Do this: Copy all of the material below exactly.

Data in this exercise:
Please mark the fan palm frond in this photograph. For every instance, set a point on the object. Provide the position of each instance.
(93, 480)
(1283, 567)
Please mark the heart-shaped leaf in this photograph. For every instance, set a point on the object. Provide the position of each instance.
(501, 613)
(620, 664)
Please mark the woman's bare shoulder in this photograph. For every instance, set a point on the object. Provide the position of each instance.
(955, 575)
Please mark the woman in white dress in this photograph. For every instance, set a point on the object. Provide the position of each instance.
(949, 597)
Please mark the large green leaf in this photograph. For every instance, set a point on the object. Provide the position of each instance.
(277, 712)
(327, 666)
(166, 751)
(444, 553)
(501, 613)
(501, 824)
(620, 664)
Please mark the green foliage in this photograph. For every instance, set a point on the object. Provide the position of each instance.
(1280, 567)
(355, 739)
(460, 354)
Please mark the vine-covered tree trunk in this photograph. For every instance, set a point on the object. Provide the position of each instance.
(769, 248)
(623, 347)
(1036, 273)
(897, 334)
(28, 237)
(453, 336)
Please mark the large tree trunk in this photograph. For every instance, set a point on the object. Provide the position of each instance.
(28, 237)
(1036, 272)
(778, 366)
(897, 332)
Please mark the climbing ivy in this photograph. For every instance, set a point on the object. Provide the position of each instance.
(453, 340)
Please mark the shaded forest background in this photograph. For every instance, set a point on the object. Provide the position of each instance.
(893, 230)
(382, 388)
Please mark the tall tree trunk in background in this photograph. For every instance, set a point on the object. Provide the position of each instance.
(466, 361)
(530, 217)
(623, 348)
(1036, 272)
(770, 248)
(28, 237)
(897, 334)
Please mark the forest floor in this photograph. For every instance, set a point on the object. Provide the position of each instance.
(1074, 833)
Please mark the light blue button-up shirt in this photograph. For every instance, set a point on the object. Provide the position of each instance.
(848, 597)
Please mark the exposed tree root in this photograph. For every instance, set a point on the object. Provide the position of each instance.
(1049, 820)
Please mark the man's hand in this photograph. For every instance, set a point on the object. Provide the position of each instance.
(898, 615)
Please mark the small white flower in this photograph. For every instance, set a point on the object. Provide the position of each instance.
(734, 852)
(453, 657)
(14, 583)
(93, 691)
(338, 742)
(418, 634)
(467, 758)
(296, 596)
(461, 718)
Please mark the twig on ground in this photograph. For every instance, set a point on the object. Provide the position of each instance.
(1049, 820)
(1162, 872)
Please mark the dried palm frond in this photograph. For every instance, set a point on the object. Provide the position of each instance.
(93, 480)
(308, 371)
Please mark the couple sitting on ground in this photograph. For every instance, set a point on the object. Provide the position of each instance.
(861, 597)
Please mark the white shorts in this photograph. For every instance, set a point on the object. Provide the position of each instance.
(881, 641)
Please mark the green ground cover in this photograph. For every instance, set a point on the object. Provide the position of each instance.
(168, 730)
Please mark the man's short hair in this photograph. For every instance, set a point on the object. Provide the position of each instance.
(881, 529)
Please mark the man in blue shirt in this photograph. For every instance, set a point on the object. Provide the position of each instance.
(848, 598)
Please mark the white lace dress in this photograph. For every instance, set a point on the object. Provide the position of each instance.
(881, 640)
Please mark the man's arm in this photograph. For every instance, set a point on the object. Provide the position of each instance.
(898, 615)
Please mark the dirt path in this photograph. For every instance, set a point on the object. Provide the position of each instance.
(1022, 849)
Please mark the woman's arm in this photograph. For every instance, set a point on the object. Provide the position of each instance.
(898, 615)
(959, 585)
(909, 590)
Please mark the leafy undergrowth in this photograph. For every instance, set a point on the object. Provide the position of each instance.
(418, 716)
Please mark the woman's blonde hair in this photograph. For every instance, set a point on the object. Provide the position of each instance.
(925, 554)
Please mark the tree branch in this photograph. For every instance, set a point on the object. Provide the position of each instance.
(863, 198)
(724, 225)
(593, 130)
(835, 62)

Solution for this problem:
Please mark the fan palm frond in this photograph. For every instance, set a point on the object. Provide the position of each instance.
(93, 480)
(1283, 567)
Please mark the heart-shaped leaf in this photograph. For every instance, set a point on the object. Provide the position of each instance.
(501, 613)
(620, 664)
Please mark the woman's bare shoulder in this photograph. For every instance, set a point on the object. Provide the position of each instance.
(955, 575)
Please mark the woman in white dress in this photograph. For every instance, set a point on the object. Provide the position of each instance.
(949, 597)
Please mark the large green leaf in this photograph. For every instance, set a point on the object. Provide the position of each instance.
(277, 712)
(327, 666)
(166, 751)
(444, 553)
(501, 613)
(501, 824)
(620, 664)
Please mark the green foliage in this photograph. For every instance, set a point on the object. Provide the position of each instance.
(1280, 567)
(355, 739)
(460, 354)
Please mark the vine-covered tree trunk in this photograph. For every instance, set a point on the object. Provide the position of each instance.
(769, 248)
(623, 347)
(1036, 273)
(897, 334)
(28, 237)
(453, 336)
Please mark the large tree trunk in this photograph. For every instance, set a point on the object. Provide the position of each instance.
(28, 237)
(1036, 272)
(778, 366)
(897, 332)
Please mark the climbing ivy in this photograph. For every instance, set a point on the object. Provide the position of each instance.
(453, 340)
Please mark the shaded forest background in this photograph. For every instance, set a point on the object. Provide the position of each instance.
(893, 230)
(382, 388)
Please mark the tall tree trunk in background in this photograph. For every instance, set a point on the object. Provide the position of each instance.
(466, 361)
(530, 217)
(623, 348)
(1036, 272)
(770, 248)
(28, 237)
(897, 334)
Please mark the forest floor in this photograph. For every instance, set a point on the object. Provide the position of each instance.
(1074, 833)
Please mark the light blue button-up shirt in this photograph. For every instance, set a point on the object. Provide the position of each instance.
(848, 597)
Please mark the exposed tree root in this photograph. For every instance, set a point on the object. Provide the position of each instance.
(1049, 820)
Please mark the man's hand in this photograph. For every instance, set a point on the object. Provide the position of each instance.
(898, 615)
Please mark the small white flower in this photograph. For every instance, set a point on the object. Provide the position of each instance.
(734, 852)
(453, 657)
(14, 583)
(93, 691)
(338, 742)
(418, 634)
(467, 758)
(296, 596)
(461, 718)
Please mark the twig on ground in this photograph. For every instance, set a point on the object. Provide the position of each instance.
(1049, 820)
(1162, 872)
Please mark the dried palm frond in this photograph. For every instance, set a point on the object. Provide the position of each instance.
(93, 480)
(308, 371)
Please mark the couple sitting on ground in this photograph. For every instance, set a point on the object. Provide the position of each instance.
(861, 597)
Please mark the white shorts in this photograph. For every instance, set a point on the object. Provide the position of each instance.
(881, 641)
Please mark the green ground cover in this photograph. For every instance, set a point on the object. Provide the position of each instance.
(168, 730)
Please mark the man's short hair in this photograph. For every instance, set a point on the object. Provide the position of each instance.
(881, 529)
Please mark the man in blue shirt in this photograph. For every instance, set a point on the object. Provide the position of each instance.
(848, 598)
Please mark the white lace dress in this photograph. For every instance, set a point on the object. Provide the position of each instance.
(881, 640)
Please mark the man's arm in this photograph. For every instance, set a point on the object. Provide the position of each instance.
(898, 615)
Please mark the dirt path in this photograph. For every instance, set a point on the object. Provide the position of each instance.
(1022, 849)
Please mark the woman's arm in this photograph. For every instance, set a point on the object. Provide the position of each instance.
(898, 615)
(959, 585)
(909, 590)
Please mark the leafy undergrowth in this photograph. For every instance, set a point on the object. Provide the position of each instance.
(418, 716)
Please mark the woman's blonde hair in this photograph. For every instance, set a point on the object. Provide the position of each instance.
(925, 554)
Please mark the tree branch in this photograph. For every instance, set a point on the object. Provide the position of each instance.
(863, 198)
(724, 225)
(593, 130)
(835, 62)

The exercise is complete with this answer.